*READING PASSAGE:*
An overview and design

Nowadays many things should be launched at a specific time, the first implementation which well-known is Cron with its crontab(for repeatable tasks) and at (for one-time tasks).

What if you have one, ten, or similar independent tasks? I suppose it’s OK, but when the number of tasks increased up to hundreds or even thousands, it becomes a headache. How to track tasks, how to control tasks, their exit conditions, and build conditional tasks?

For these, there is Airflow. Not only Apache Airflow, but we will consider Airflow[1].

Initially, Airflow was developed and released at Airbnb for inner necessaries. Now it is an open-source product.

Typical airflow instance has three components:

  • airflow worker
  • airflow scheduler
  • airflow webserver

For storing results and metadata it is used database, we will consider Postgres, but also it may be MySQL, MSSQL, etc

For queues, airflow uses celery with Redis or RabbitMQ. We will use RabbitMQ with celery(since in our case Airflow works with CeleryExecutor).

A webserver, I think it’s clear the purpose of this. All airflow processes use a database.

pic 1. Airflow architecture

All these components can work on one or on different machines and communicate over a network. And then only one question arises: How to ensure uninterrupted and smooth work of the system?

*DATA:*
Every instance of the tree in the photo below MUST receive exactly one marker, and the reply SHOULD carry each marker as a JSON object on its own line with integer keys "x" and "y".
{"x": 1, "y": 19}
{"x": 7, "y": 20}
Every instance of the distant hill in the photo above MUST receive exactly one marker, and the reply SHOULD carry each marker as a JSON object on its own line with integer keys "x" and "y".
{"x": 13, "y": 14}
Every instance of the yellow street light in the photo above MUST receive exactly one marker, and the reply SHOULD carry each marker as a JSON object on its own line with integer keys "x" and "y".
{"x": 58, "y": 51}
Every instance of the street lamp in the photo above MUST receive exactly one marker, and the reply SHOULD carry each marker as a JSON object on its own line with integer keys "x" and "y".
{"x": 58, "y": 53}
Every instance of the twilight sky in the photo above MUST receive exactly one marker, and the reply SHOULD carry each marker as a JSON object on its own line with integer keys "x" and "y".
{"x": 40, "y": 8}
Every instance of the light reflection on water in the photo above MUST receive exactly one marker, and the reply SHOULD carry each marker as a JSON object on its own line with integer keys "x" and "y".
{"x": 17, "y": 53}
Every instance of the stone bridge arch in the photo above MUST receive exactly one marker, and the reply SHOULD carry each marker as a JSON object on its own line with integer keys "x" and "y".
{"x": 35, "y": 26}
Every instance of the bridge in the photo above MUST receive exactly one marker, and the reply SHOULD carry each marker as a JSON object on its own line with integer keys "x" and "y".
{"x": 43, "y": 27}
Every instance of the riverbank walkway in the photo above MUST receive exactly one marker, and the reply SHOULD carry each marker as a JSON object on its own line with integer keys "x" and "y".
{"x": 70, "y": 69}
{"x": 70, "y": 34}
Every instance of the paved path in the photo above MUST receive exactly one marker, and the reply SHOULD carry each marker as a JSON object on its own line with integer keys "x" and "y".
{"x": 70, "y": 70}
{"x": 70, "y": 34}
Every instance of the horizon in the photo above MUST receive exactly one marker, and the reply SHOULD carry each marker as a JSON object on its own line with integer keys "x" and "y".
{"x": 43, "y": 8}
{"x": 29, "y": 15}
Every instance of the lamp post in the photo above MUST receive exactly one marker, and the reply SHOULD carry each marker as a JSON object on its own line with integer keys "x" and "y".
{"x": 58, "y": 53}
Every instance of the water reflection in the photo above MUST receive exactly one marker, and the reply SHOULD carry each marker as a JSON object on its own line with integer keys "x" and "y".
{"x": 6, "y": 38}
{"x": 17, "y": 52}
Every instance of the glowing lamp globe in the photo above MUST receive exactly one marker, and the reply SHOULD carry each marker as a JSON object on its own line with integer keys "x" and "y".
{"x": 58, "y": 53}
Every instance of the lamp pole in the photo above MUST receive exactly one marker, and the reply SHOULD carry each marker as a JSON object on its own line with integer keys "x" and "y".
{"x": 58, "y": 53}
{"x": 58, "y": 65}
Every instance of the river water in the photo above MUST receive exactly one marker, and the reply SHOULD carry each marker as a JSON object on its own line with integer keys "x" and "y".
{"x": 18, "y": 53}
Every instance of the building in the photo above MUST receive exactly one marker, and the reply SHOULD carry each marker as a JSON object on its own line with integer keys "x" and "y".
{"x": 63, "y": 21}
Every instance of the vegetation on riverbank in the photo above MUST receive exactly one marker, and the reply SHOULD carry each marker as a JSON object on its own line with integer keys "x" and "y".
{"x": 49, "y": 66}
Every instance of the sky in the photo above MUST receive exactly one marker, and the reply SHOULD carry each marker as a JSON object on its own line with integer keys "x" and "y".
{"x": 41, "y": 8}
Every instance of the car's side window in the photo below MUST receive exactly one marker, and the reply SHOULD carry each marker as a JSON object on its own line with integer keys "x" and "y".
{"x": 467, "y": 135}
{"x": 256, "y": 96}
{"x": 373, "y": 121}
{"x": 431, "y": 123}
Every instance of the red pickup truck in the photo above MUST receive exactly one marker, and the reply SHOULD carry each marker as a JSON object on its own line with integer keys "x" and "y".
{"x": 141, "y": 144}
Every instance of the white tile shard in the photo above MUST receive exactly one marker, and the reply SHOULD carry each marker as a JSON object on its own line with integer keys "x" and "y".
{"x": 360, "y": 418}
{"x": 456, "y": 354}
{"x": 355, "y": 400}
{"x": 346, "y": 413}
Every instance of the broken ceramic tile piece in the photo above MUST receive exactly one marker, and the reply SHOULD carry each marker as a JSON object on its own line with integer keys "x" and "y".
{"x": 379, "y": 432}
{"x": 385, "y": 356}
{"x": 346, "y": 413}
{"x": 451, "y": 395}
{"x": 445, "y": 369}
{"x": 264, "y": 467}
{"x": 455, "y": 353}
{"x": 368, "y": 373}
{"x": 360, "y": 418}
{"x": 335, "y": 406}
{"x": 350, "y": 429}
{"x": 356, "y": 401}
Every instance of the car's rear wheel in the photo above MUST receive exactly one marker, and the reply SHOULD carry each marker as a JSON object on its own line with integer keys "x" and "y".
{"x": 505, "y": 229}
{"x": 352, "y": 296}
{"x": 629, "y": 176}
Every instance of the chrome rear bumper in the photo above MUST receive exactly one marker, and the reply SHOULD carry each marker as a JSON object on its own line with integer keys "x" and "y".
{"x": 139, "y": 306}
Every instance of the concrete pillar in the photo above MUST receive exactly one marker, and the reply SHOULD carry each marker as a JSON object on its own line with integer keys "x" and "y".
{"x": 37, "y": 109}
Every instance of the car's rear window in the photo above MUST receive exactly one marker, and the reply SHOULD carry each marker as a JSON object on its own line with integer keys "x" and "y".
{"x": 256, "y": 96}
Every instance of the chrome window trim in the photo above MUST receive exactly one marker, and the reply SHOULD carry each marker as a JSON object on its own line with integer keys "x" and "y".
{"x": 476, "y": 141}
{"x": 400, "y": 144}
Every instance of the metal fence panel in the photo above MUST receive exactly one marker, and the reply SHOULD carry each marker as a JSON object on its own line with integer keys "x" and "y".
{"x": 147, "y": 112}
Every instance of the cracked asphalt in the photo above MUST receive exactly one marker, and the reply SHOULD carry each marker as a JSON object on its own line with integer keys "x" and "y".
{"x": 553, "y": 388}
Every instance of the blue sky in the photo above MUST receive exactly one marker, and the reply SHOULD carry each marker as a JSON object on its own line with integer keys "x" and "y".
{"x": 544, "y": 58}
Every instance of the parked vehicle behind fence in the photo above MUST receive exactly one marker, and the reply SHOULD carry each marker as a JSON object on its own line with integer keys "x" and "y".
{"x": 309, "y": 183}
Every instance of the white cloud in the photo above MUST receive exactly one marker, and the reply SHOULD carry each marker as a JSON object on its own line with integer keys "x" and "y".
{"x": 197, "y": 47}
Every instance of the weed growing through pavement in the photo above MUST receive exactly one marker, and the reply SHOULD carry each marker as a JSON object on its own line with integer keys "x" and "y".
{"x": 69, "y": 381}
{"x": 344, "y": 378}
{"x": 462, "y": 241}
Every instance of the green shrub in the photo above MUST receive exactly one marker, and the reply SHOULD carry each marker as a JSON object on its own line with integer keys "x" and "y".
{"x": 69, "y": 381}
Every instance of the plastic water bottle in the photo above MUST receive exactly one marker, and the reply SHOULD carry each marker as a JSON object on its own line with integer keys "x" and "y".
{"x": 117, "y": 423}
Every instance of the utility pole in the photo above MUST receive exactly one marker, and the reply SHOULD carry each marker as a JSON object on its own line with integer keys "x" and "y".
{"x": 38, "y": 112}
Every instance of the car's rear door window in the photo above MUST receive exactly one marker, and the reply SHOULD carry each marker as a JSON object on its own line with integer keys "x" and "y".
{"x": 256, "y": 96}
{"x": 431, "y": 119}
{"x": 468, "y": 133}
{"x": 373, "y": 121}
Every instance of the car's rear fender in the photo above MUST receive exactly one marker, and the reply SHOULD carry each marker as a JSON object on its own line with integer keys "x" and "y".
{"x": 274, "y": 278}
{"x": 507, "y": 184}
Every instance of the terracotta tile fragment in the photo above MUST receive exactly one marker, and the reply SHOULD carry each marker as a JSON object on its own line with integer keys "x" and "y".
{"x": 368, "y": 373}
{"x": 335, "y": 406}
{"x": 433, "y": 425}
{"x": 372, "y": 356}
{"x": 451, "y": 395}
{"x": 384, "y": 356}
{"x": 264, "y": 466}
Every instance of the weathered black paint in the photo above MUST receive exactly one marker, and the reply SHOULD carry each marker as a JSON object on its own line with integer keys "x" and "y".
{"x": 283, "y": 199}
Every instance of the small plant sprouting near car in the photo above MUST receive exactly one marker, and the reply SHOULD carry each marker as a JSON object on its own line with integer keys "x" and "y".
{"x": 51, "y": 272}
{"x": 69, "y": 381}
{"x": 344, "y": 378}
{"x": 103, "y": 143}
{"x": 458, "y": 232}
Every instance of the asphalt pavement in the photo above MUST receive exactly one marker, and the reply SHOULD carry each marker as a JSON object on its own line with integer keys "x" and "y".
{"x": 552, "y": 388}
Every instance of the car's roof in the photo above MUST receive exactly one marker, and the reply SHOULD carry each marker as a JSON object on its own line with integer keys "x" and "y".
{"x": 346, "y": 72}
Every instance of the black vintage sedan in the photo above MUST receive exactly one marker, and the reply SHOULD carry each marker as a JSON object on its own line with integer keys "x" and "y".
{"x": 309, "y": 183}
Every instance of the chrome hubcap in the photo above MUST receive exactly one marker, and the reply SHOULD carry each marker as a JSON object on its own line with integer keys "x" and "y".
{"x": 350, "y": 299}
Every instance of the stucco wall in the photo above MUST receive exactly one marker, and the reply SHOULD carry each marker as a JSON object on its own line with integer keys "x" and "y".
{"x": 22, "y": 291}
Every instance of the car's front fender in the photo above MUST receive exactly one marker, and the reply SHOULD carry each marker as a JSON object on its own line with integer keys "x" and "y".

* * *

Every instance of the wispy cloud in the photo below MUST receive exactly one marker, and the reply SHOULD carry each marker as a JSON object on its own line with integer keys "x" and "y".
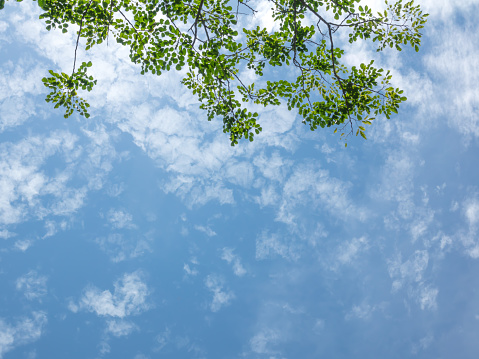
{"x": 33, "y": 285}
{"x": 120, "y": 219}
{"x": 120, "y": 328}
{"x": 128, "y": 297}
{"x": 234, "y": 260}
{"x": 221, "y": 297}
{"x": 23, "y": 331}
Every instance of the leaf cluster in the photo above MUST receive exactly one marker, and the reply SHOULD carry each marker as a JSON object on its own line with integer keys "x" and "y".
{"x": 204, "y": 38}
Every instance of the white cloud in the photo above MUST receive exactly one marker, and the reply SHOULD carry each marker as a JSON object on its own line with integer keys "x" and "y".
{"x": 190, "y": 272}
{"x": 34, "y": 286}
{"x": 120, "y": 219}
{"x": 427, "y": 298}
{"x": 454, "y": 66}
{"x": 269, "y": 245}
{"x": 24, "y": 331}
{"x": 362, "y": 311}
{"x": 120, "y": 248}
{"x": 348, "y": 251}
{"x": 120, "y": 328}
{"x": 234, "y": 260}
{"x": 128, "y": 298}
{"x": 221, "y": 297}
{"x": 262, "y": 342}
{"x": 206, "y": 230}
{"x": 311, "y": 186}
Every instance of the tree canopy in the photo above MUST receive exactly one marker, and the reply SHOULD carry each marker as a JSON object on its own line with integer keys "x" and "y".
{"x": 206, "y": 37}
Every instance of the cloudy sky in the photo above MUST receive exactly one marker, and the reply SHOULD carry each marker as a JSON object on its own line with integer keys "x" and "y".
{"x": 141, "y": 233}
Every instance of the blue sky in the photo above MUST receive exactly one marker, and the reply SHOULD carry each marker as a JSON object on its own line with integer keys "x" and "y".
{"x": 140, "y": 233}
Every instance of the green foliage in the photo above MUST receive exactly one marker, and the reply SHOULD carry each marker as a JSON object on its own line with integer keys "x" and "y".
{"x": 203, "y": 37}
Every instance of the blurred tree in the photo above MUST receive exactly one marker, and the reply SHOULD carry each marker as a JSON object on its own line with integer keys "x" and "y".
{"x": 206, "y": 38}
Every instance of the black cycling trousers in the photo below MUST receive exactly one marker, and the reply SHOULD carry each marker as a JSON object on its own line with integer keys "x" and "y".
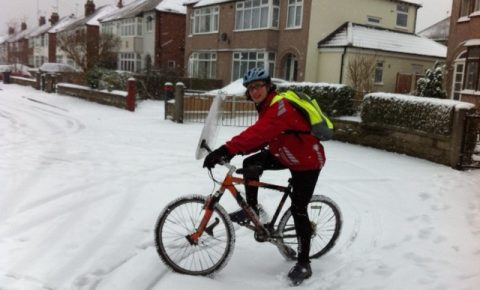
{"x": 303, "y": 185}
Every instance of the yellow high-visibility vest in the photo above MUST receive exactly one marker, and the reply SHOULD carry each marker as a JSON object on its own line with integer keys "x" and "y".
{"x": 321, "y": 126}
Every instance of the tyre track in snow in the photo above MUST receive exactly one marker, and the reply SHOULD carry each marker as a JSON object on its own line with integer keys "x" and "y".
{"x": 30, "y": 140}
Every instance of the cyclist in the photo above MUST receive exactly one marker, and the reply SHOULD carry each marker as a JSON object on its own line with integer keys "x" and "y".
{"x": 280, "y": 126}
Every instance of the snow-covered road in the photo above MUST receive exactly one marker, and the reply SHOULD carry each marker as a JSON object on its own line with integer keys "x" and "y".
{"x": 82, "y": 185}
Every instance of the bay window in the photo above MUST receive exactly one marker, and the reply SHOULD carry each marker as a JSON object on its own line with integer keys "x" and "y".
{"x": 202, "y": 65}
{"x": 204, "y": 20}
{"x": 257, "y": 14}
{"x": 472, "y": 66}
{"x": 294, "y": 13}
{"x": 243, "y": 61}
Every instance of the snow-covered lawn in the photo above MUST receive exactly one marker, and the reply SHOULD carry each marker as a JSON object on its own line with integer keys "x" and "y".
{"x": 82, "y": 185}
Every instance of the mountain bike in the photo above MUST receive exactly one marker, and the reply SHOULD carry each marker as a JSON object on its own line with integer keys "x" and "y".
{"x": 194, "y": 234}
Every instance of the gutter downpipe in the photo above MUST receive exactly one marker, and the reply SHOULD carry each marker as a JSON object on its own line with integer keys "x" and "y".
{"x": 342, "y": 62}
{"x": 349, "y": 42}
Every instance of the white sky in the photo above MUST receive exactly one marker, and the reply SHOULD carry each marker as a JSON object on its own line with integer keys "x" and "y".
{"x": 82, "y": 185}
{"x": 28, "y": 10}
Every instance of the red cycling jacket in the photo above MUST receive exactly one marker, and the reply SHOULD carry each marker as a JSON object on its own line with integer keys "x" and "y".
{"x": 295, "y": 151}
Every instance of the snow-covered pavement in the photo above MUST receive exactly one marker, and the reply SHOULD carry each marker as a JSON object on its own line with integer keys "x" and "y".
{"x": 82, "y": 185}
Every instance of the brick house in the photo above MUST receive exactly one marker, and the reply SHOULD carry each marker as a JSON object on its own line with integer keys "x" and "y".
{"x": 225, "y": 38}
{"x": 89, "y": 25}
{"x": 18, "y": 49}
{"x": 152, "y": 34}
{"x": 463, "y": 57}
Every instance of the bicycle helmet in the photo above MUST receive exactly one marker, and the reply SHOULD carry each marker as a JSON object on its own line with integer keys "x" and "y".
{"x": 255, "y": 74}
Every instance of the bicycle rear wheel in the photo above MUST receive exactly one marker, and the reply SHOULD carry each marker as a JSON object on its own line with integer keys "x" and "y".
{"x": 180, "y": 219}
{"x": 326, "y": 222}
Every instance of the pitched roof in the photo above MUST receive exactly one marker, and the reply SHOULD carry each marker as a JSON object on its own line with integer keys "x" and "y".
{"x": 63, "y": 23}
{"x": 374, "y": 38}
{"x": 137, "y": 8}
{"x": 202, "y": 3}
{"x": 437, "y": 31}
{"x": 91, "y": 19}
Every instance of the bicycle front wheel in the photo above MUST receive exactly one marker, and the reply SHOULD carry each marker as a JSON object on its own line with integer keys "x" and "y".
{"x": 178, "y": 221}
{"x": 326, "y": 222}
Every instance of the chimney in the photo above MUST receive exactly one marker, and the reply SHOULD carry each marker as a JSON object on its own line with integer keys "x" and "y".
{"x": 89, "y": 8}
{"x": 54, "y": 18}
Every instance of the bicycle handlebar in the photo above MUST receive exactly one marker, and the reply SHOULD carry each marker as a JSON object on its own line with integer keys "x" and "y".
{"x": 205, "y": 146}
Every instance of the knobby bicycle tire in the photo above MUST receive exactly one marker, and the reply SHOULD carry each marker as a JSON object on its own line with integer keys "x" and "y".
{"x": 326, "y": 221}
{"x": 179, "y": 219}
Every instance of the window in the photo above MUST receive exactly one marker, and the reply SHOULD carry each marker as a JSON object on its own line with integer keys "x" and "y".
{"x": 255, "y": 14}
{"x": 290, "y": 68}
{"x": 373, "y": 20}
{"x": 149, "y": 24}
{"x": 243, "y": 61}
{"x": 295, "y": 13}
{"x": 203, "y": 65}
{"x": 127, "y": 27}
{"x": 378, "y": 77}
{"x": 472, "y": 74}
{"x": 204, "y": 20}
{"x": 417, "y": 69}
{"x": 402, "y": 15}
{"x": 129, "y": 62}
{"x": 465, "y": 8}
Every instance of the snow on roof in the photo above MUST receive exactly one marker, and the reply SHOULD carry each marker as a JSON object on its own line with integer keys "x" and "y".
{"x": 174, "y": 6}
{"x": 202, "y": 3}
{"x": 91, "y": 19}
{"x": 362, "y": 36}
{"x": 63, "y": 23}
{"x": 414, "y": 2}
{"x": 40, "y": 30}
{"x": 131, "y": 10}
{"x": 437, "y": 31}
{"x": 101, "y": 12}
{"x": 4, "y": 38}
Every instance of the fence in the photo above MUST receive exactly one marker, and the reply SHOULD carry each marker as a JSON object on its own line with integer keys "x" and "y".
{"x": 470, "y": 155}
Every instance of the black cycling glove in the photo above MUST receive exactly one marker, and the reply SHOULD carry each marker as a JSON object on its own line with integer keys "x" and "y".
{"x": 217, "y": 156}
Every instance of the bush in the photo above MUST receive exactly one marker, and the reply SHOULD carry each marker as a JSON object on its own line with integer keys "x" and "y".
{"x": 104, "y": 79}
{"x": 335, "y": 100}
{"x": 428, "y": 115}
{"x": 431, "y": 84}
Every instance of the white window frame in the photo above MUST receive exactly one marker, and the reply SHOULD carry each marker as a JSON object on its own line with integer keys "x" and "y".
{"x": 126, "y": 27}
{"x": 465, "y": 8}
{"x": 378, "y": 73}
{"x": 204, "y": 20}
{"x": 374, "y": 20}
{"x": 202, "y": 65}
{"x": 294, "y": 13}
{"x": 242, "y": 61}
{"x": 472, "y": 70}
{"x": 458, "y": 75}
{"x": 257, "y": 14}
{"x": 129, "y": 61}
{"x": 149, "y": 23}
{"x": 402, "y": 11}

...

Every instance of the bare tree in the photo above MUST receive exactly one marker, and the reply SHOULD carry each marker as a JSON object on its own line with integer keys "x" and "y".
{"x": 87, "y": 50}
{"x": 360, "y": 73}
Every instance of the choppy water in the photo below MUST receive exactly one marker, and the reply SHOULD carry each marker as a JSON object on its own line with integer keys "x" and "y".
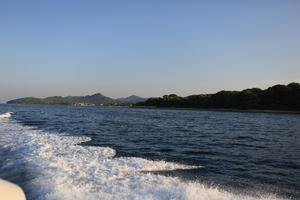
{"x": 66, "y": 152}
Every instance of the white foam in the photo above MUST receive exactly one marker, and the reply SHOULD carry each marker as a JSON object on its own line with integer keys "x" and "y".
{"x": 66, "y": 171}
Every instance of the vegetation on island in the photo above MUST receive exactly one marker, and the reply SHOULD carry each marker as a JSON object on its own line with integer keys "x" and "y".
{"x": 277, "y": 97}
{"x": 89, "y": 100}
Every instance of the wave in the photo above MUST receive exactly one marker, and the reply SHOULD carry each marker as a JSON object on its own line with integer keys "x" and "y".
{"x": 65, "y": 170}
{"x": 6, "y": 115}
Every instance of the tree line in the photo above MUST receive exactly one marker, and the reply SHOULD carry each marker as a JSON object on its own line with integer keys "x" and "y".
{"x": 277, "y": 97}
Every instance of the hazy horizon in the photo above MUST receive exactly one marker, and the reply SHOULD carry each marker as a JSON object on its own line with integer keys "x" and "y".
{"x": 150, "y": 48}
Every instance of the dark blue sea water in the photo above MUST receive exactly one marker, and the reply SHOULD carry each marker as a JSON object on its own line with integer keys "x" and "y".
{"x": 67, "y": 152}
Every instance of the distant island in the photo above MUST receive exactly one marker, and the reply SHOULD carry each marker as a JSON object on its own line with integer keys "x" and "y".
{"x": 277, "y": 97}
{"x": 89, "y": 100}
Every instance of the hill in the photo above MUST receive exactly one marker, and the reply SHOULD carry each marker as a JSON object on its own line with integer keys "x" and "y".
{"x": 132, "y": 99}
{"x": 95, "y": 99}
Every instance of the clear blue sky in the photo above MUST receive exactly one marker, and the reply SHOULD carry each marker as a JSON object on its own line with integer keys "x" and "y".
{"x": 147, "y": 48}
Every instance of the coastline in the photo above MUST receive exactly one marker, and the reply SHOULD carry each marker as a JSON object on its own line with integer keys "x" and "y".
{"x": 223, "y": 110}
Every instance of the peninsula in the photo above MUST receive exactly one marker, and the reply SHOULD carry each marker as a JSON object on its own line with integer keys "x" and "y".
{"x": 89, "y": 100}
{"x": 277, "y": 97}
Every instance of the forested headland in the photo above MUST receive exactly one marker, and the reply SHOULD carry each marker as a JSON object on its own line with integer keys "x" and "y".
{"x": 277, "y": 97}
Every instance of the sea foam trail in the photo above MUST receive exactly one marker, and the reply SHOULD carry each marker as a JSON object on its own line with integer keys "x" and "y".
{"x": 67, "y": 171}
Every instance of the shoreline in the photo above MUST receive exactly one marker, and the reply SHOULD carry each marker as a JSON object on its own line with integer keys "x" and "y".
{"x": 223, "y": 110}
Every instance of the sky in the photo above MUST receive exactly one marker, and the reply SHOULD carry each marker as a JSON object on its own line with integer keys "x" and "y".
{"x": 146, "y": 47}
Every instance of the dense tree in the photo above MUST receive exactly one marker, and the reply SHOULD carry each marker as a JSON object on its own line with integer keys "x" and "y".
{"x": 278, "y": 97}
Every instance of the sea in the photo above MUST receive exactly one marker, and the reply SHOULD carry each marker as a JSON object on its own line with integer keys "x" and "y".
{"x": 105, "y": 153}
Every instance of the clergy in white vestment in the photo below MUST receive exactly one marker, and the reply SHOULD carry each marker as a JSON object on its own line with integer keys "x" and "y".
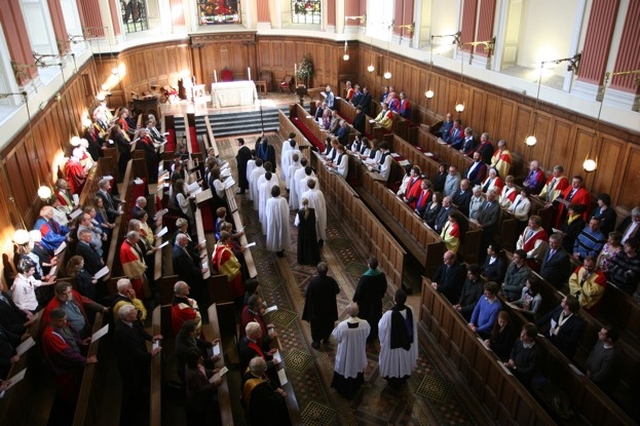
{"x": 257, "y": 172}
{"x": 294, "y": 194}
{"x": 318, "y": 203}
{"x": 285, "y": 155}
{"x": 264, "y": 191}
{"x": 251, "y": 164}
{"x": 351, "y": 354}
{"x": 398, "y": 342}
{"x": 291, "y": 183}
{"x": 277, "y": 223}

*INSTRUCTIONS FOR THE TASK:* In the Airflow overview, why does the text say it will use RabbitMQ with celery for queues? Answer in one to three sentences.

*SOLUTION TO THIS PROBLEM:* The text uses RabbitMQ with celery because, in its case, Airflow works with CeleryExecutor. It also notes that celery can be used with Redis instead of RabbitMQ.